▸ **Exercise directions**: Output the entries below exactly as written, omitting pictures.
══════════════════════════════
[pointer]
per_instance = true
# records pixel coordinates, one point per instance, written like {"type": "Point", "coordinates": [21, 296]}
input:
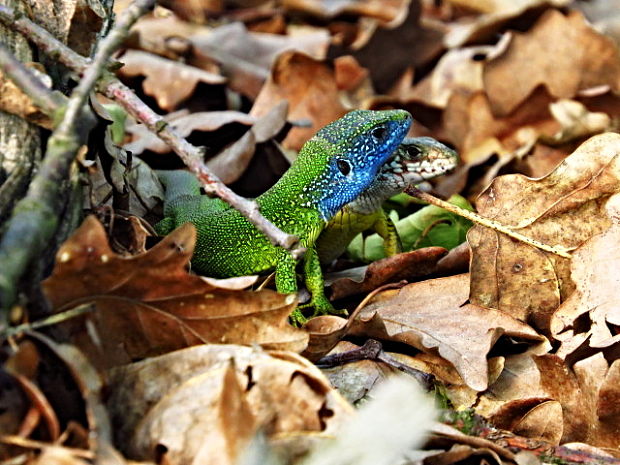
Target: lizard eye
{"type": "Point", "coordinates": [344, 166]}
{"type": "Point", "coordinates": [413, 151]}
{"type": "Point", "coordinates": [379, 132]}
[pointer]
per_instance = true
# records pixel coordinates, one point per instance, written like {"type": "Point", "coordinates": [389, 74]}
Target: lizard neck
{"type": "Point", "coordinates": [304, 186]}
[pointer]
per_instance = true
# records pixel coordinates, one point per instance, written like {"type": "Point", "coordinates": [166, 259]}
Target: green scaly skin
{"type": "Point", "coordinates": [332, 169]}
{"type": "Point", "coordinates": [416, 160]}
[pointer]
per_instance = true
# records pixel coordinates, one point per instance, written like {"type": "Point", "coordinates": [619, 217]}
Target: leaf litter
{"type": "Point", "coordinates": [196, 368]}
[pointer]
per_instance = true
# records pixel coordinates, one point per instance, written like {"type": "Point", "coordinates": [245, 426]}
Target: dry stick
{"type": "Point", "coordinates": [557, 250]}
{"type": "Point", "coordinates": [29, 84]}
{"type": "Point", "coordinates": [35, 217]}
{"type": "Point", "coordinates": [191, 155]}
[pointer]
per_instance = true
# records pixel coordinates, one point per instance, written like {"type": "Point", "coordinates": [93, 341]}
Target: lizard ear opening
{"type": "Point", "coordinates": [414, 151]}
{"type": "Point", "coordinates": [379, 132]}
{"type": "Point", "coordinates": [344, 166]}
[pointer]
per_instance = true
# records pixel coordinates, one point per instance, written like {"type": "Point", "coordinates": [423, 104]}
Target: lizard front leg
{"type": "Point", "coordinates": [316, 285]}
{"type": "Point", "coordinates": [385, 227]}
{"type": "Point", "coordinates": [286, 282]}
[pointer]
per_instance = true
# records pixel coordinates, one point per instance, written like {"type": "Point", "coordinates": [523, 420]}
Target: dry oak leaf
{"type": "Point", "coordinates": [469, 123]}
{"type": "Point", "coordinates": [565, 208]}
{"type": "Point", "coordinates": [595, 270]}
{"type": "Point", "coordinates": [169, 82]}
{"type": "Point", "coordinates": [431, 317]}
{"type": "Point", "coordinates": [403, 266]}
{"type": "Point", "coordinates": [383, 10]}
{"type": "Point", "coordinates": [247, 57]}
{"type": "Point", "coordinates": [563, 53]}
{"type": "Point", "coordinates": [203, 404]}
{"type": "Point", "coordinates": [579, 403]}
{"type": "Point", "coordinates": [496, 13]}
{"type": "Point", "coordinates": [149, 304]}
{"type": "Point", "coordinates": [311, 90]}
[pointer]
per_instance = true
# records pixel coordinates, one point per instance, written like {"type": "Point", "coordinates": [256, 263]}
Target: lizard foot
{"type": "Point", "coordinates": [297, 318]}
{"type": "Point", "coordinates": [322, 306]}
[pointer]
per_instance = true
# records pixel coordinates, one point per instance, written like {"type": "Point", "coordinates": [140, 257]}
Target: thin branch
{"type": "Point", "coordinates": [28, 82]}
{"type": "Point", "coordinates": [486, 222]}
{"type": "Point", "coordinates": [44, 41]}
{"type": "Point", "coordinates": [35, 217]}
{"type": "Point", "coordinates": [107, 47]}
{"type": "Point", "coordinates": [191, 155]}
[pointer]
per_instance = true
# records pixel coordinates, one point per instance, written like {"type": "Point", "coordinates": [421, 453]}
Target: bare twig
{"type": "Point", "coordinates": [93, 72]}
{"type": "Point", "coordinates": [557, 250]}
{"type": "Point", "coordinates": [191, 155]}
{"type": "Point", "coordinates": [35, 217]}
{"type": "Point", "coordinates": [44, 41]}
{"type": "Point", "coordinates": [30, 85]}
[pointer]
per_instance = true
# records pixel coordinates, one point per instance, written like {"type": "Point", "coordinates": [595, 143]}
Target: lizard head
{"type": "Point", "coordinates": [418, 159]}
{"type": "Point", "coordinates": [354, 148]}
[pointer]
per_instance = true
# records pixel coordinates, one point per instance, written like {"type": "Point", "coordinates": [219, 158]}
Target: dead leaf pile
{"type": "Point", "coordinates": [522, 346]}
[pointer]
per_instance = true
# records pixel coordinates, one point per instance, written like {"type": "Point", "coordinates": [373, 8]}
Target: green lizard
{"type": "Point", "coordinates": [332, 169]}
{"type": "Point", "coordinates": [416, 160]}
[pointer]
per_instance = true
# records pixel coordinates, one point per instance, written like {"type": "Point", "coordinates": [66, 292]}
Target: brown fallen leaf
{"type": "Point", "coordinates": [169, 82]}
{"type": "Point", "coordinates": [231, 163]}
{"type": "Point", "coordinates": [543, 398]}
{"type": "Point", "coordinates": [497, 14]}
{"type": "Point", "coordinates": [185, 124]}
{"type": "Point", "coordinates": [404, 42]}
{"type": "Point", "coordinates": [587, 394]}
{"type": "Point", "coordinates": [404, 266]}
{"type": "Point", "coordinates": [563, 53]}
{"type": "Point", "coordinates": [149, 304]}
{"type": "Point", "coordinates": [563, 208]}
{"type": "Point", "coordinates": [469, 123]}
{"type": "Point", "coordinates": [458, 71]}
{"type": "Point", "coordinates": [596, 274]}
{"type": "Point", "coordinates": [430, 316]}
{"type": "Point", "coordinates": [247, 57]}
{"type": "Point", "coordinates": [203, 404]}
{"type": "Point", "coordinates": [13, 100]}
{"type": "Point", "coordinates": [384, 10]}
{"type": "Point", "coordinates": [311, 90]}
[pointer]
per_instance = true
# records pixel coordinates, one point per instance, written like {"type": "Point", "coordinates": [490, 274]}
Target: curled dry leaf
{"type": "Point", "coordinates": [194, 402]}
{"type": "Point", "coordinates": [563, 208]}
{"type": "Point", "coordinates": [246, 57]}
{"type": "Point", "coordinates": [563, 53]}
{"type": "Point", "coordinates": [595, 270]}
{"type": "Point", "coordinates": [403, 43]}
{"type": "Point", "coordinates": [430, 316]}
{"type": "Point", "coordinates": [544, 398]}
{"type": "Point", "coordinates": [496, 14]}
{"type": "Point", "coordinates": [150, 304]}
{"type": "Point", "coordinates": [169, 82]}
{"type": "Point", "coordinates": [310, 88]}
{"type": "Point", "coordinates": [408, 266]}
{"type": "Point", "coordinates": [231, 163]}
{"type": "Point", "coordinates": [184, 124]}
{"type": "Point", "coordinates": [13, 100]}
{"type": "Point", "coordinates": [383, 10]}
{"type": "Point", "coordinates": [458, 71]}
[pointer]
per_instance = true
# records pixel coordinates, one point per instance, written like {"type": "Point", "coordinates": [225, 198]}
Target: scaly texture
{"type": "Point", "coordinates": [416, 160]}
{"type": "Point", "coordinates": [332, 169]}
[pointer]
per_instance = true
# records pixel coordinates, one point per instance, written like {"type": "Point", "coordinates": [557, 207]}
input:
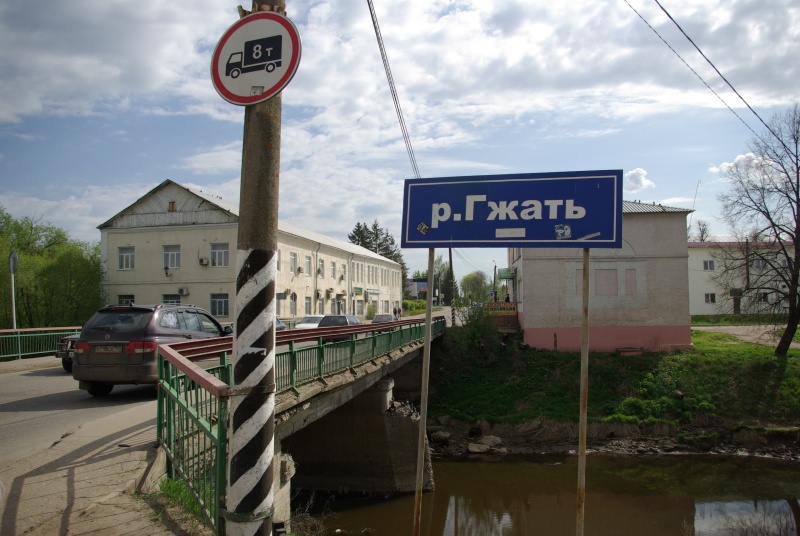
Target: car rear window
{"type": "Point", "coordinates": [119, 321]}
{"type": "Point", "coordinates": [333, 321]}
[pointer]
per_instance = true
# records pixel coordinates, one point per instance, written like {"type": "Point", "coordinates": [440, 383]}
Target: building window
══════════════════════════════
▸ **Written solution**:
[pointer]
per_instance = true
# records pixel coordinates, one point per instance, written like {"type": "Point", "coordinates": [21, 296]}
input:
Target: lizard eye
{"type": "Point", "coordinates": [344, 166]}
{"type": "Point", "coordinates": [413, 151]}
{"type": "Point", "coordinates": [379, 132]}
[pointer]
per_instance = true
# records pixel coordinates, one point per instance, written like {"type": "Point", "coordinates": [389, 74]}
Target: lizard neck
{"type": "Point", "coordinates": [304, 186]}
[pointer]
per_instance = true
# records pixel coordinates, one point per instance, written like {"type": "Point", "coordinates": [166, 259]}
Target: green scaly skin
{"type": "Point", "coordinates": [332, 169]}
{"type": "Point", "coordinates": [416, 160]}
[pointer]
per_instance = true
# records pixel coordinates, one point per instance, written like {"type": "Point", "coordinates": [619, 217]}
Target: leaf litter
{"type": "Point", "coordinates": [196, 368]}
[pointer]
per_instance = true
# records pixel coordinates, one point per instance, written like {"type": "Point", "coordinates": [245, 426]}
Target: dry stick
{"type": "Point", "coordinates": [557, 250]}
{"type": "Point", "coordinates": [29, 84]}
{"type": "Point", "coordinates": [35, 217]}
{"type": "Point", "coordinates": [191, 155]}
[pointer]
per_instance = true
# records pixel coordinates, one point per instance, written like {"type": "Point", "coordinates": [93, 341]}
Target: lizard ear opening
{"type": "Point", "coordinates": [414, 151]}
{"type": "Point", "coordinates": [379, 132]}
{"type": "Point", "coordinates": [344, 166]}
[pointer]
per_instance = true
# records pixel coordinates, one point per instance, written like {"type": "Point", "coordinates": [423, 104]}
Target: lizard front leg
{"type": "Point", "coordinates": [316, 285]}
{"type": "Point", "coordinates": [385, 227]}
{"type": "Point", "coordinates": [286, 282]}
[pointer]
per_instance = true
# records pixel coordinates, one point per instance, written like {"type": "Point", "coordinates": [523, 420]}
Target: dry oak leaf
{"type": "Point", "coordinates": [469, 123]}
{"type": "Point", "coordinates": [565, 208]}
{"type": "Point", "coordinates": [595, 270]}
{"type": "Point", "coordinates": [169, 82]}
{"type": "Point", "coordinates": [431, 317]}
{"type": "Point", "coordinates": [403, 266]}
{"type": "Point", "coordinates": [383, 10]}
{"type": "Point", "coordinates": [247, 57]}
{"type": "Point", "coordinates": [563, 53]}
{"type": "Point", "coordinates": [203, 404]}
{"type": "Point", "coordinates": [579, 403]}
{"type": "Point", "coordinates": [496, 13]}
{"type": "Point", "coordinates": [149, 304]}
{"type": "Point", "coordinates": [311, 90]}
[pointer]
per_instance = true
# records pixel coordinates, one point per instance, written like {"type": "Point", "coordinates": [256, 263]}
Target: lizard foot
{"type": "Point", "coordinates": [297, 318]}
{"type": "Point", "coordinates": [322, 306]}
[pointer]
per_instance = true
# records pixel coordinates, one point per instance, written like {"type": "Point", "coordinates": [140, 257]}
Target: thin branch
{"type": "Point", "coordinates": [28, 82]}
{"type": "Point", "coordinates": [486, 222]}
{"type": "Point", "coordinates": [44, 41]}
{"type": "Point", "coordinates": [35, 217]}
{"type": "Point", "coordinates": [107, 47]}
{"type": "Point", "coordinates": [191, 155]}
[pointer]
per_instance = true
# records pixel coordinates, one point per instance, written like {"type": "Point", "coordinates": [421, 453]}
Target: bare twig
{"type": "Point", "coordinates": [93, 72]}
{"type": "Point", "coordinates": [557, 250]}
{"type": "Point", "coordinates": [191, 155]}
{"type": "Point", "coordinates": [35, 217]}
{"type": "Point", "coordinates": [44, 41]}
{"type": "Point", "coordinates": [30, 85]}
[pointer]
per_instance = true
# records pixel coordinates, one point per instance, written like {"type": "Point", "coordinates": [595, 143]}
Target: lizard head
{"type": "Point", "coordinates": [418, 159]}
{"type": "Point", "coordinates": [354, 148]}
[pointer]
per_instance = true
# records pixel coordinates, one point per instance, written like {"type": "Point", "coordinates": [219, 158]}
Target: dead leaf pile
{"type": "Point", "coordinates": [522, 346]}
[pointer]
per_instance = true
# records pixel coordinates, one point per instance, written like {"type": "Point", "coordinates": [373, 8]}
Target: green lizard
{"type": "Point", "coordinates": [332, 169]}
{"type": "Point", "coordinates": [416, 160]}
[pointer]
per_instance = true
# records pixel coordinates, one point per instance, written like {"type": "Point", "coordinates": [66, 292]}
Target: brown fallen leaf
{"type": "Point", "coordinates": [169, 82]}
{"type": "Point", "coordinates": [231, 163]}
{"type": "Point", "coordinates": [543, 398]}
{"type": "Point", "coordinates": [497, 14]}
{"type": "Point", "coordinates": [185, 124]}
{"type": "Point", "coordinates": [404, 42]}
{"type": "Point", "coordinates": [587, 394]}
{"type": "Point", "coordinates": [404, 266]}
{"type": "Point", "coordinates": [563, 53]}
{"type": "Point", "coordinates": [149, 304]}
{"type": "Point", "coordinates": [563, 208]}
{"type": "Point", "coordinates": [469, 123]}
{"type": "Point", "coordinates": [458, 71]}
{"type": "Point", "coordinates": [596, 274]}
{"type": "Point", "coordinates": [430, 316]}
{"type": "Point", "coordinates": [247, 57]}
{"type": "Point", "coordinates": [203, 404]}
{"type": "Point", "coordinates": [13, 100]}
{"type": "Point", "coordinates": [384, 10]}
{"type": "Point", "coordinates": [311, 90]}
[pointer]
per_instance = true
# records pixel coordinates, one point per instance, written like {"type": "Point", "coordinates": [490, 274]}
Target: curled dry leaf
{"type": "Point", "coordinates": [194, 402]}
{"type": "Point", "coordinates": [563, 208]}
{"type": "Point", "coordinates": [246, 57]}
{"type": "Point", "coordinates": [563, 53]}
{"type": "Point", "coordinates": [595, 270]}
{"type": "Point", "coordinates": [403, 43]}
{"type": "Point", "coordinates": [430, 316]}
{"type": "Point", "coordinates": [544, 398]}
{"type": "Point", "coordinates": [496, 14]}
{"type": "Point", "coordinates": [150, 304]}
{"type": "Point", "coordinates": [169, 82]}
{"type": "Point", "coordinates": [310, 88]}
{"type": "Point", "coordinates": [408, 266]}
{"type": "Point", "coordinates": [231, 163]}
{"type": "Point", "coordinates": [184, 124]}
{"type": "Point", "coordinates": [13, 100]}
{"type": "Point", "coordinates": [383, 10]}
{"type": "Point", "coordinates": [458, 71]}
[pointer]
per_instance = true
# records pixel coordinates, one point per instance, written like {"type": "Point", "coordinates": [225, 198]}
Target: scaly texture
{"type": "Point", "coordinates": [416, 160]}
{"type": "Point", "coordinates": [332, 169]}
[pointer]
per_instance = true
# records pixel coordinates, one point per instance, written like {"type": "Point", "coordinates": [557, 207]}
input:
Target: car rear window
{"type": "Point", "coordinates": [119, 321]}
{"type": "Point", "coordinates": [333, 321]}
[pointer]
per_instance = true
# records pixel coordinates, one point per instance, written like {"type": "Point", "coordinates": [440, 383]}
Target: building window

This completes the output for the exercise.